[Excerpts from a dataset]
──────
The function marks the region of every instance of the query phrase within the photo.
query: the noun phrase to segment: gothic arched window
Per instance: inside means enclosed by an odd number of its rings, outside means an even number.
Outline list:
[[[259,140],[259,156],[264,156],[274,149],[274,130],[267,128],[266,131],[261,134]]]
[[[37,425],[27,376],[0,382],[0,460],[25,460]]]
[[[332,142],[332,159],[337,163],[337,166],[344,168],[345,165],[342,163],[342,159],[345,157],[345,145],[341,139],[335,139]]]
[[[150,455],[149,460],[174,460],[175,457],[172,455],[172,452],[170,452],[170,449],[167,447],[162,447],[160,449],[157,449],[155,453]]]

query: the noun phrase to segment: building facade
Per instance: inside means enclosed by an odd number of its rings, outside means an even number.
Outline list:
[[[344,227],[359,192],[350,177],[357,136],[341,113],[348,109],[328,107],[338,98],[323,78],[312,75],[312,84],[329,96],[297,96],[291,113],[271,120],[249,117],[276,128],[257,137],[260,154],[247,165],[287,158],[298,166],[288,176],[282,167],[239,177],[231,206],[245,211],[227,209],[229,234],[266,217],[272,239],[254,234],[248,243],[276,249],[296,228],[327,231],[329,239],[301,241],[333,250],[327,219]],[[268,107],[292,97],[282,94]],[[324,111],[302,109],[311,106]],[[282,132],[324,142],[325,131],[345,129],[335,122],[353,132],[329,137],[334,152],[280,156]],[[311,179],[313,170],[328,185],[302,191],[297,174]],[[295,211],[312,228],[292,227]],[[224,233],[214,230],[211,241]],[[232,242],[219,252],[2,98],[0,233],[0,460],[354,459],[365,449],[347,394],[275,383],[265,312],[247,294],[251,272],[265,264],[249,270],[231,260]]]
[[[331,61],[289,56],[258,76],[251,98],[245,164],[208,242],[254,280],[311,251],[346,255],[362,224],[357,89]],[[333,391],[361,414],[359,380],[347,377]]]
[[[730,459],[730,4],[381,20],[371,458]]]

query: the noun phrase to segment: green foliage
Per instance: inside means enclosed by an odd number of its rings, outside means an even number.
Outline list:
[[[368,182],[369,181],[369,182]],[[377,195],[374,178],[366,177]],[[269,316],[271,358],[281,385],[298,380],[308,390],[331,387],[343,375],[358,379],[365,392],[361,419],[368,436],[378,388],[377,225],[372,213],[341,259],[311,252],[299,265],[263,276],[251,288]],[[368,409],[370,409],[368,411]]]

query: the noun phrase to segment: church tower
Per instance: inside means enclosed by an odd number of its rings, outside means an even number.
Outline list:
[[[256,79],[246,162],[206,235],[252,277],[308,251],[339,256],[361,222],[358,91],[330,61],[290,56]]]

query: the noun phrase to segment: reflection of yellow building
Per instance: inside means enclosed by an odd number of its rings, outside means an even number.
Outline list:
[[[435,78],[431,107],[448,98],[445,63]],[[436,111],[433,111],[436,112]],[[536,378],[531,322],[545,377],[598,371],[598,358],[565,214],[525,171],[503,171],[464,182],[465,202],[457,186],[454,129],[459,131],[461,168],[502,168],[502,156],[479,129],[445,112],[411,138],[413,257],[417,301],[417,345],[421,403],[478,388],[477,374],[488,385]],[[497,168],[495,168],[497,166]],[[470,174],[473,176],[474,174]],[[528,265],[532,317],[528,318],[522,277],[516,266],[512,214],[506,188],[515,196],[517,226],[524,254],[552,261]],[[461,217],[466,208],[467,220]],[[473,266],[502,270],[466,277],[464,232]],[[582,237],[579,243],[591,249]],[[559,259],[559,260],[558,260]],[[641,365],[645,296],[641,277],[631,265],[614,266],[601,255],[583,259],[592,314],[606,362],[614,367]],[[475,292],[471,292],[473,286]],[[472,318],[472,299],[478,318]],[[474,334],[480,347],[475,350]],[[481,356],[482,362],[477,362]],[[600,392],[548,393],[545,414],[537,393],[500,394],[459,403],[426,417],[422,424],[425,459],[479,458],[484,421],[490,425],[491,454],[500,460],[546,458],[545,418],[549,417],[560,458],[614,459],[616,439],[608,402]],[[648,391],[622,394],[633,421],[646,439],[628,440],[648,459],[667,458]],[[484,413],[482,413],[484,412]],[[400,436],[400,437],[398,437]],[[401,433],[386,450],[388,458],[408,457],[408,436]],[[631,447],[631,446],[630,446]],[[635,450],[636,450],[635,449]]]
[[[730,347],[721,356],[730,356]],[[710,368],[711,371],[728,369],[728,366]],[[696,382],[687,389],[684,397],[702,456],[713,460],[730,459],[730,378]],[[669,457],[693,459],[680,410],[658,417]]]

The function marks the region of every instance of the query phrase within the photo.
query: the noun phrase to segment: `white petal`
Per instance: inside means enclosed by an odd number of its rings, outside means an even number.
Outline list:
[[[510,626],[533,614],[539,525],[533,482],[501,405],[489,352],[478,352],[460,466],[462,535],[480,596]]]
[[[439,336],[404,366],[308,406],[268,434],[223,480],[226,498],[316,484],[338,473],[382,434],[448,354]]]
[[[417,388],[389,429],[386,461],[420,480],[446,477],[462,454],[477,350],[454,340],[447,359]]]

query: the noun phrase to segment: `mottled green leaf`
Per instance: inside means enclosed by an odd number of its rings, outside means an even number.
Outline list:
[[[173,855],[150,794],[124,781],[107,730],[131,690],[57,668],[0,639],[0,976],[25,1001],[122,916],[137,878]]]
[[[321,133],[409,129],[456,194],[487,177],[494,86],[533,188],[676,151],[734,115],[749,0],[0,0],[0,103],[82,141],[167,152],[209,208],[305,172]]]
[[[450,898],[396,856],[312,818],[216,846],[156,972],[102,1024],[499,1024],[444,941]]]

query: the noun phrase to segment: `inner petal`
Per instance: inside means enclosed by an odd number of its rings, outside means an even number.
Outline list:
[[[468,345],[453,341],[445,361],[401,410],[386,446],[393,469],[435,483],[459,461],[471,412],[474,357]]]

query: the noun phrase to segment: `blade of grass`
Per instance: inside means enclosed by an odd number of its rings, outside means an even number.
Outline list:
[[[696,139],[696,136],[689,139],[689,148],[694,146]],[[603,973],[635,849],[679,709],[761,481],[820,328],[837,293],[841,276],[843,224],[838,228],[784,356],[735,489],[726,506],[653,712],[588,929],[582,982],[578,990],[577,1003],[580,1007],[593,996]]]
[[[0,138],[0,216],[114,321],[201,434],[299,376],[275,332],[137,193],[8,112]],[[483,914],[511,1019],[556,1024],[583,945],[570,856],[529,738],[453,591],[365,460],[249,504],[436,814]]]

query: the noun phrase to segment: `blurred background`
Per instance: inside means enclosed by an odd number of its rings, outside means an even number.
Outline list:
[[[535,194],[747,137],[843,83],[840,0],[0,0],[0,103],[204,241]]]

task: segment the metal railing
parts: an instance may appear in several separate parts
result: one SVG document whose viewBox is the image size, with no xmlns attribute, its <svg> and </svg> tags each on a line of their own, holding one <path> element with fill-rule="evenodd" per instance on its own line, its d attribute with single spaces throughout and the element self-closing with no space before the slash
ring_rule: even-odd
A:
──────
■ **PROBLEM TO WORK ON**: Answer with the number alone after tallying the lines of the entries above that contain the word "building".

■ **THE ANSWER**: 2